• TASKS AND EXERCISES:
1. According to the libvroom setup guide, what minimum CMake version is required?
2. Can you restate the libvroom setup guide starting at "Option Default Description" and ending at "Build (For Development)", with "executables" renamed to "binaries"?
3. How would the libvroom setup guide go on from its last line? Write what follows.

• PASSAGE TO READ:
● ● ● ● ● ● ●

Getting Started

Requirements

Minimum Requirements

Component Minimum Version Notes
CMake 3.14+ Required for FetchContent
C++ Standard C++17 -std=c++17
Git Any recent For fetching dependencies

Supported Compilers

Platform Compiler Minimum Version
Linux GCC 8+
Linux Clang 7+
macOS Apple Clang 11+ (Xcode 11+)
macOS Clang (Homebrew) 7+

Supported SIMD Architectures

libvroom uses Google Highway for portable SIMD acceleration:

  • x86-64: SSE4.2, AVX2
  • ARM64: NEON

The library automatically detects and uses the best available SIMD instruction set at runtime.

Installation Methods

Method 1: Build from Source

# Clone the repository
git clone https://github.com/jimhester/libvroom.git
cd libvroom

# Configure and build (Release mode)
cmake -B build -DCMAKE_BUILD_TYPE=Release
cmake --build build

The build produces:

  • build/liblibvroom_lib.a - Static library
  • build/vroom - Command-line tool

Method 3: Add as Git Submodule

git submodule add https://github.com/jimhester/libvroom.git external/libvroom

Then in your CMakeLists.txt:

add_subdirectory(external/libvroom)
target_link_libraries(your_target PRIVATE libvroom_lib)

Build Options

CMake Configuration Options

Option Default Description
BUILD_TESTING ON Build test executables
BUILD_BENCHMARKS ON Build benchmark executables
BUILD_SHARED_LIBS OFF Build shared library instead of static
ENABLE_COVERAGE OFF Enable code coverage reporting
LIBVROOM_ENABLE_ARROW OFF Enable Apache Arrow output integration

Build Configurations

Debug Build (For Development)

cmake -B build -DCMAKE_BUILD_TYPE=Debug
cmake --build build

Minimal Release Build (Library and CLI Only)

For the smallest build without tests or benchmarks:

cmake -B build -DCMAKE_BUILD_TYPE=Release -DBUILD_TESTING=OFF -DBUILD_BENCHMARKS=OFF
cmake --build build

Shared Library Build

cmake -B build -DCMAKE_BUILD_TYPE=Release -DBUILD_SHARED_LIBS=ON
cmake --build build

Build with Code Coverage

cmake -B build -DCMAKE_BUILD_TYPE=Debug -DENABLE_COVERAGE=ON
cmake --build build

Platform-Specific Instructions

Linux (Ubuntu/Debian)

● ● ● ● ● ● ●

• Items from a dataset:
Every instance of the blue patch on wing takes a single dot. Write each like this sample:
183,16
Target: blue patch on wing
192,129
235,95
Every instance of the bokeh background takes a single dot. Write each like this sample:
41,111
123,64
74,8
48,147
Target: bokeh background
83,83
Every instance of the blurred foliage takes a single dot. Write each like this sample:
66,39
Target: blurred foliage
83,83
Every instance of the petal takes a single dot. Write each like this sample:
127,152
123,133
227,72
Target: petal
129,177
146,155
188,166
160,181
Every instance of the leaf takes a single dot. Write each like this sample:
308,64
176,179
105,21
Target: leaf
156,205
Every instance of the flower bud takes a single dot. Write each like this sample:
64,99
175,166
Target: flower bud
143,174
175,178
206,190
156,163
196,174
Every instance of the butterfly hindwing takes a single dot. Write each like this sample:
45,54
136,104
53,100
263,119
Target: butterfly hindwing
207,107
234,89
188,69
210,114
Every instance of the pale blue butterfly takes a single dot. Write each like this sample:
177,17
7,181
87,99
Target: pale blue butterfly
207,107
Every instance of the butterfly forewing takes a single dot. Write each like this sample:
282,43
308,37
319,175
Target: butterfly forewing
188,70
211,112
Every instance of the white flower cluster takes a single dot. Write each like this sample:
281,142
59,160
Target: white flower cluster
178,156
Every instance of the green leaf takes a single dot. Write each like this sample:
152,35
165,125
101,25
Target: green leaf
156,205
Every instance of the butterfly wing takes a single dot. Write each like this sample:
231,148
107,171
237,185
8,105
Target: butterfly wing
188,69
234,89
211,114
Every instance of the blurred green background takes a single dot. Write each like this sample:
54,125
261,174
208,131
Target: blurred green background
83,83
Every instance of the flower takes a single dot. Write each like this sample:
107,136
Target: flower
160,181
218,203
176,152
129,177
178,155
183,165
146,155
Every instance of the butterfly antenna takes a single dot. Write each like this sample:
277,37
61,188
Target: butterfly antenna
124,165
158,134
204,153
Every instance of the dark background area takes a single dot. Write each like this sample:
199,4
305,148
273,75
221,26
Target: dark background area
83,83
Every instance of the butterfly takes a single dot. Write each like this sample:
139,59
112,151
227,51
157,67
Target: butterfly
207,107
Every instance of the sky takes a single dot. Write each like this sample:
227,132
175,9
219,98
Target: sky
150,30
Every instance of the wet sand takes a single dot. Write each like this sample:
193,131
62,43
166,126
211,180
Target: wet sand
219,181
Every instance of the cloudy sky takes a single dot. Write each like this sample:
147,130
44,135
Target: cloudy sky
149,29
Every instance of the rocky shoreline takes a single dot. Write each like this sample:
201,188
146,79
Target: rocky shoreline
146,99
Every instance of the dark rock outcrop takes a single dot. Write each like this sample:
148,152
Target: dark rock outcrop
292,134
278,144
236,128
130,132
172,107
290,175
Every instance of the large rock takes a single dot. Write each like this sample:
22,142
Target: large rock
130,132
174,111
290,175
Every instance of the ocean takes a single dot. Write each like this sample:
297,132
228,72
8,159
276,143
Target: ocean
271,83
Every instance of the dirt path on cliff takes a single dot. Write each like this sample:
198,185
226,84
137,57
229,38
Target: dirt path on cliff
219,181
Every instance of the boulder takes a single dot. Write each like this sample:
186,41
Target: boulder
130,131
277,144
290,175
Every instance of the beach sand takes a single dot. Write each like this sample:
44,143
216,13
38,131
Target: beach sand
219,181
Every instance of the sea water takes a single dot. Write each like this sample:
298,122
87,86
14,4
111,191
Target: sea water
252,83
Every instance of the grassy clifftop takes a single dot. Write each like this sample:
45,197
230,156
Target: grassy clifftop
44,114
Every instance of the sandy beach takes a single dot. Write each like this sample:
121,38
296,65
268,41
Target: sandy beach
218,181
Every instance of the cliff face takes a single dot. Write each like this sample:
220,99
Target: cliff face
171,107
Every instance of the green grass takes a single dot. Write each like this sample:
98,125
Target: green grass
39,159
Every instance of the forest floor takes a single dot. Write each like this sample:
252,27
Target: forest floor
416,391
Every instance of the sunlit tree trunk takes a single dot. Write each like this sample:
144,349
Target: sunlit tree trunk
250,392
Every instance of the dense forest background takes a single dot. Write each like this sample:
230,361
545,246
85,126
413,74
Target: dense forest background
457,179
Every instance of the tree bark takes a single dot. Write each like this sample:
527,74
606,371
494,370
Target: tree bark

● ● ● ● ● ● ●

• OUTPUTS FOR THE TASKS:
1. CMake 3.14 or later.

2.
Option Default Description
BUILD_TESTING ON Build test binaries
BUILD_BENCHMARKS ON Build benchmark binaries
BUILD_SHARED_LIBS OFF Build shared library instead of static
ENABLE_COVERAGE OFF Enable code coverage reporting
LIBVROOM_ENABLE_ARROW OFF Enable Apache Arrow output integration

Build Configurations

Debug Build (For Development)

3.
# Install build dependencies
sudo apt-get update
sudo apt-get install -y cmake build-essential git

# Clone and build
git clone https://github.com/jimhester/libvroom.git
cd libvroom
cmake -B build -DCMAKE_BUILD_TYPE=Release
cmake --build build

macOS

# Install Xcode Command Line Tools (if not already installed)
xcode-select --install

# Or install CMake via Homebrew
brew install cmake

# Clone and build
git clone https://github.com/jimhester/libvroom.git
cd libvroom
cmake -B build -DCMAKE_BUILD_TYPE=Release
cmake --build build

Running Tests

The test suite includes comprehensive coverage across multiple test executables:

# Run all tests with CTest
cd build && ctest --output-on-failure

# Run specific test executables
./build/libvroom_test           # Well-formed CSV parsing tests
./build/error_handling_test    # Error handling tests
./build/csv_parsing_test       # Integration tests
./build/dialect_detection_test # Dialect auto-detection tests
./build/streaming_test         # Streaming parser tests
./build/c_api_test             # C API tests
./build/cli_test               # CLI integration tests

Running Benchmarks

To benchmark parser performance:

./build/libvroom_benchmark

Optional External Parser Benchmarks

Compare libvroom against other CSV parsers:

# Enable zsv comparison
cmake -B build -DCMAKE_BUILD_TYPE=Release -DENABLE_ZSV_BENCHMARK=ON
cmake --build build

# Enable DuckDB comparison (longer build time)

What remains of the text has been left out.